WHAT YOU SHOULD DO:
The output must match the entries below exactly, with pictures removed.

(Data records)
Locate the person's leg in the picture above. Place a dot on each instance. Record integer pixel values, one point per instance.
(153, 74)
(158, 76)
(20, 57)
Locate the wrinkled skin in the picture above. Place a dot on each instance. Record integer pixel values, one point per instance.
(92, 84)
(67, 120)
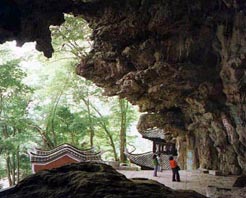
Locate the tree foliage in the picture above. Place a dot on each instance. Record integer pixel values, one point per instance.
(49, 105)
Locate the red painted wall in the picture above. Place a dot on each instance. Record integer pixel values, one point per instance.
(56, 163)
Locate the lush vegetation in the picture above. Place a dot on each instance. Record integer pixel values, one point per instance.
(43, 103)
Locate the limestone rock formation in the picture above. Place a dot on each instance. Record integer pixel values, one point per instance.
(182, 62)
(92, 180)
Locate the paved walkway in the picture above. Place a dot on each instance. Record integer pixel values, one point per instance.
(190, 180)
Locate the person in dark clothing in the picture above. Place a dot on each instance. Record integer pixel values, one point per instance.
(156, 164)
(175, 168)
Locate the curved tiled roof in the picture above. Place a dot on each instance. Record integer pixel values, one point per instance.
(154, 133)
(62, 150)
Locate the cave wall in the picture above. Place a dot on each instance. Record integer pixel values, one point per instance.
(182, 62)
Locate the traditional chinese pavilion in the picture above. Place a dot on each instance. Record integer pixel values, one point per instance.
(59, 156)
(160, 145)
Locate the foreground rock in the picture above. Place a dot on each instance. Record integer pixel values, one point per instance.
(182, 62)
(92, 180)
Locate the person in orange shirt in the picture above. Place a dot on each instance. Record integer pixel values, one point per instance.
(175, 168)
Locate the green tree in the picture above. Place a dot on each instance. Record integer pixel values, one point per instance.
(14, 99)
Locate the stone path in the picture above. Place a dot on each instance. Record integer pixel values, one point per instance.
(190, 180)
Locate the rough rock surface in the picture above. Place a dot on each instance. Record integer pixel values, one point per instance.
(92, 180)
(182, 62)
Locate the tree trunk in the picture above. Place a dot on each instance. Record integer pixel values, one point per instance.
(123, 113)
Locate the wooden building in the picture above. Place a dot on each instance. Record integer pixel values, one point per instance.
(59, 156)
(163, 144)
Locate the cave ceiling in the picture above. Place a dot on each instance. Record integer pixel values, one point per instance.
(182, 62)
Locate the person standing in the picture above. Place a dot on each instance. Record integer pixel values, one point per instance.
(159, 162)
(156, 164)
(175, 168)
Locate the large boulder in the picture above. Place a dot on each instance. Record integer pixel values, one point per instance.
(182, 62)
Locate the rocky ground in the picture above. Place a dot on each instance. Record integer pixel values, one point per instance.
(92, 180)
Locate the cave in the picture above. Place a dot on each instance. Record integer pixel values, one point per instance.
(182, 62)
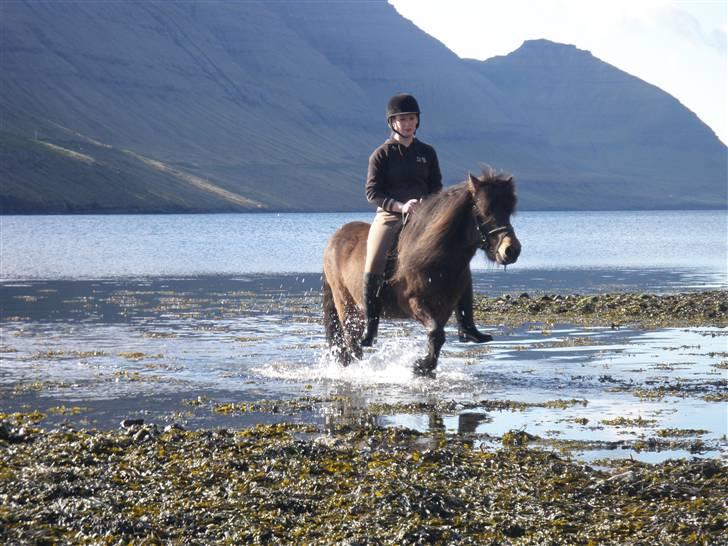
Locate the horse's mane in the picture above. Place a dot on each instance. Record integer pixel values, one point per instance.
(435, 230)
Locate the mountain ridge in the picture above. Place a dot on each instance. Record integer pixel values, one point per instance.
(276, 106)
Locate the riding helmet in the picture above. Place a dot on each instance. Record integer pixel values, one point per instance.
(402, 103)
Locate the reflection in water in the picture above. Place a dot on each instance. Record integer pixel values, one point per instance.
(144, 347)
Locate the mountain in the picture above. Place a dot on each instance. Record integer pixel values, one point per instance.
(233, 106)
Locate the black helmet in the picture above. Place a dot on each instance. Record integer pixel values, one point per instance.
(402, 103)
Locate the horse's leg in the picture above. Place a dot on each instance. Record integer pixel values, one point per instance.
(354, 328)
(335, 333)
(435, 339)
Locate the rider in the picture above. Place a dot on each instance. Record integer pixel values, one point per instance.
(401, 172)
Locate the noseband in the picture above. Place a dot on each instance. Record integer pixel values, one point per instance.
(485, 233)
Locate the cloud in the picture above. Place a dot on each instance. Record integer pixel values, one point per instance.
(688, 26)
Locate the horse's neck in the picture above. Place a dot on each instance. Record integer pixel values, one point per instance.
(455, 246)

RESPONSE AREA:
Locate the person's leg in the picture above. Place a dot on each instance. Record integer pixel values, one point per instance.
(153, 74)
(158, 76)
(20, 57)
Locate the wrinkled skin in the picture above. Place a dot on each instance. Record integer pixel values, one point per instance.
(92, 84)
(67, 120)
Locate the tree foliage in the picture above. Place a dot on each instance. Record integer pixel values, one point per instance.
(49, 105)
Locate the red painted wall in the picture above. Place a dot on each instance. Record integer pixel values, one point per instance.
(56, 163)
Locate the lush vegetation in the picture above. Place a dot on each instance. Record integer pixel values, one point per instance.
(43, 103)
Locate the limestone rock formation in the picture above. Place a dot on each instance. Record integer pixel values, one point per instance.
(182, 62)
(92, 180)
Locate the paved walkway in the picture above. Place a dot on each instance. Record integer pixel values, one point per instance.
(190, 180)
Locate the person in dark clothing in the picture above. Place a dot on each instance. Record integer pixel values, one point per instance.
(156, 164)
(175, 168)
Locate the curved tiled roof in the picture above. Place a dot on each instance. Record integer pixel values, one point per instance.
(154, 133)
(62, 150)
Locate the cave wall in the picture above. Place a dot on each instance. Record integer pixel values, one point per instance.
(182, 62)
Locate the traditional chinese pavilion in the picture above. Place a dot on each instance. Record integer pixel values, one point per instance.
(59, 156)
(160, 145)
Locate the foreground rock in the picture above. Place a dot on each instance. Record integer pixel values, one point per instance.
(182, 62)
(92, 180)
Locate the person in orange shirt in the picture above. Place a dot on each instance. Record integer pixel values, one point per instance.
(175, 168)
Locate the green tree in the picture above. Place a dot on each instance. Record integer pixel values, one point per instance.
(14, 99)
Locate the stone path in the picture above. Place a dot on each instance. Record integer pixel values, one point per instance.
(190, 180)
Locate the rough rock surface in the picture above. Place a dot on each instance. Record integer pixel values, one point per instance.
(92, 180)
(182, 62)
Locate the tree trunk in the picture above. Place a dot on each instance. Record integer pixel values, one point per instance.
(123, 113)
Locate the wooden building in the picture above. Place a dot on each instance. Record integer pixel values, one point per instance.
(59, 156)
(163, 144)
Locate the cave ceiling in the picture above. Place a dot on each instance. Record integer pixel values, one point per instance.
(182, 62)
Locate the person standing in the picture above. Place a dot on each instance. Record integer pixel values, one point per instance.
(159, 162)
(156, 164)
(175, 168)
Locate the large boulder in the picture above. Place a dot on each instance. Record integer pixel values, one point per instance.
(182, 62)
Locate the rocky ground in the picture above. Place a dot on each instance. Record integer pixel values, one point per instance.
(92, 180)
Locate the cave in the picture above. Place a dot on each instance. Record integer pixel values, one point per instance.
(182, 62)
Locate the horse's mane in the picture above. Place a dot on each instance. Record integer pixel values, one point per instance.
(435, 230)
Locate the mountain ridge in the picture above. Place a dot on each instance. Record integer pixel values, one point per instance.
(276, 106)
Locate the riding helmet in the picture above. Place a dot on each instance. Record integer pixel values, one point per instance.
(402, 103)
Locate the reflection in water in the picture above. Place a dot on each instance. Record integer pixel values, one point per instance.
(144, 347)
Locate the mountain in the picture above. Place a dot on each instance. Record integer pixel values, one point per instance.
(233, 106)
Locate the black helmet in the picture above. Place a dot on each instance. Record integer pixel values, one point per instance.
(402, 103)
Locate the horse's leg in the picture above. Place a dot on each instance. Record integer pixel values, one point per instance.
(354, 328)
(335, 333)
(435, 339)
Locate the rider in the picture above. Place a dot on each instance. Record integer pixel values, one point per instance.
(401, 172)
Locate the noseband in the picture above. Place a dot on each instance. Record integer pixel values, one point per instance.
(485, 233)
Locate the cloud in the picture above. Place a dot on each instance. Record integer pixel values, one point per instance.
(688, 26)
Locate the horse's neck in the picture above. Place a dot on each instance. Record integer pixel values, one point per instance.
(455, 246)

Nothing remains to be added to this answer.